TEXT EXTRACT →

Lee Westwood walked off the sixth green on at Royal Portrush and gazed around, stunned at how his his third round of the 2025 Open Championship had begun.
After a double-bogey at the par-3 3rd, a bogey and the 4th and another at the 6th, Westwood was four over through six and had plummeted down the leaderboard.
“I was looking around the golf course and I was like, oh, my God, where am I going to make a couple of birdies to get this back to half decent,” Westwood, who is 52, said after his round.
But those thoughts quickly dissipated.
After missing the last two Open Championships after deciding not to attempt to qualify, the Englishman is soaking in every moment of his favorite tournament. Be it birdie or bogey, pured iron or duffed chip, Westwood is determined not to let his play dull the art that is being created by the combination of the Northern Irish scenery, historic crowds and history.
“That’s why I really wasn’t that disappointed when I was four over through 6 because I thought, it’s the Open Championship, how many more am I going to get to play, you might as well enjoy it,” Westwood said. “There’s no point in being four over through six and sulking and being miserable and thinking, ‘There goes my Open Championship chance this year.’ You might as well just enjoy the surroundings, enjoy the feedback from the crowd because they’re great, and just plot along and try and figure out what was going wrong with my swing and why I was four over through six, turn it around.”

EXERCISE DETAILS → From the article on Lee Westwood at the 2025 Open Championship, return the passage from "After missing the" to "crowds and history.", copied word for word.

Position identification records →
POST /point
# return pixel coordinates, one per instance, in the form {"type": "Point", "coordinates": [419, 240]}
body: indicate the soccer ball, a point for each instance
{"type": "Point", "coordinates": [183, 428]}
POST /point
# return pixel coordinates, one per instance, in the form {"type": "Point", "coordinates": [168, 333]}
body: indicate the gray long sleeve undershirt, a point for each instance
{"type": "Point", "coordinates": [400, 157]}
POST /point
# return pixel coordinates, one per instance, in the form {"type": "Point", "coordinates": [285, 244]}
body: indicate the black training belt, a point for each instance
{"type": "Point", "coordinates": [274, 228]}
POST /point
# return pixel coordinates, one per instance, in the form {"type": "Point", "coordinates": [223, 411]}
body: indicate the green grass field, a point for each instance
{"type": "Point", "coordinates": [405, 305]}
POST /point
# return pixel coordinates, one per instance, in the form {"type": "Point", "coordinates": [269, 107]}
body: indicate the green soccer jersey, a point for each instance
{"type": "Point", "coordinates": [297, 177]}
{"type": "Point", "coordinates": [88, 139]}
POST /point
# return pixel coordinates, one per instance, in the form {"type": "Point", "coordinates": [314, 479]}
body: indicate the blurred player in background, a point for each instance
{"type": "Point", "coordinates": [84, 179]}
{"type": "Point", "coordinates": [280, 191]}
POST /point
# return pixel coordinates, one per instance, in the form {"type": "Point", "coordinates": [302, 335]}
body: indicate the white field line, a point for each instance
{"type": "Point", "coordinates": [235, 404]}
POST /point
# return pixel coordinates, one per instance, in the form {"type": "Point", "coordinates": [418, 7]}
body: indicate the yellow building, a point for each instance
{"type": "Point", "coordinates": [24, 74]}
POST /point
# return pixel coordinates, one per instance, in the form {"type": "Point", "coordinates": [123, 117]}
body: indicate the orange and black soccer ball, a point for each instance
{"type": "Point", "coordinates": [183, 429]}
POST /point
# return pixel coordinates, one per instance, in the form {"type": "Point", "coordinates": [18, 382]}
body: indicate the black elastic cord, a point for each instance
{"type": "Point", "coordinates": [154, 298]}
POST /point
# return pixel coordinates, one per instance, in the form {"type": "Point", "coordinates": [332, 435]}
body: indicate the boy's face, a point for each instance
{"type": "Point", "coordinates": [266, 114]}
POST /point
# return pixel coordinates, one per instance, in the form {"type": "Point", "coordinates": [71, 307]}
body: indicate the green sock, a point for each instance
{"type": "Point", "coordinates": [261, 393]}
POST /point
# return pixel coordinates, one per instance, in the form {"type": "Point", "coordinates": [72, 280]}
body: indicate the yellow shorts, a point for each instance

REPLY TO THE EXERCISE →
After missing the last two Open Championships after deciding not to attempt to qualify, the Englishman is soaking in every moment of his favorite tournament. Be it birdie or bogey, pured iron or duffed chip, Westwood is determined not to let his play dull the art that is being created by the combination of the Northern Irish scenery, historic crowds and history.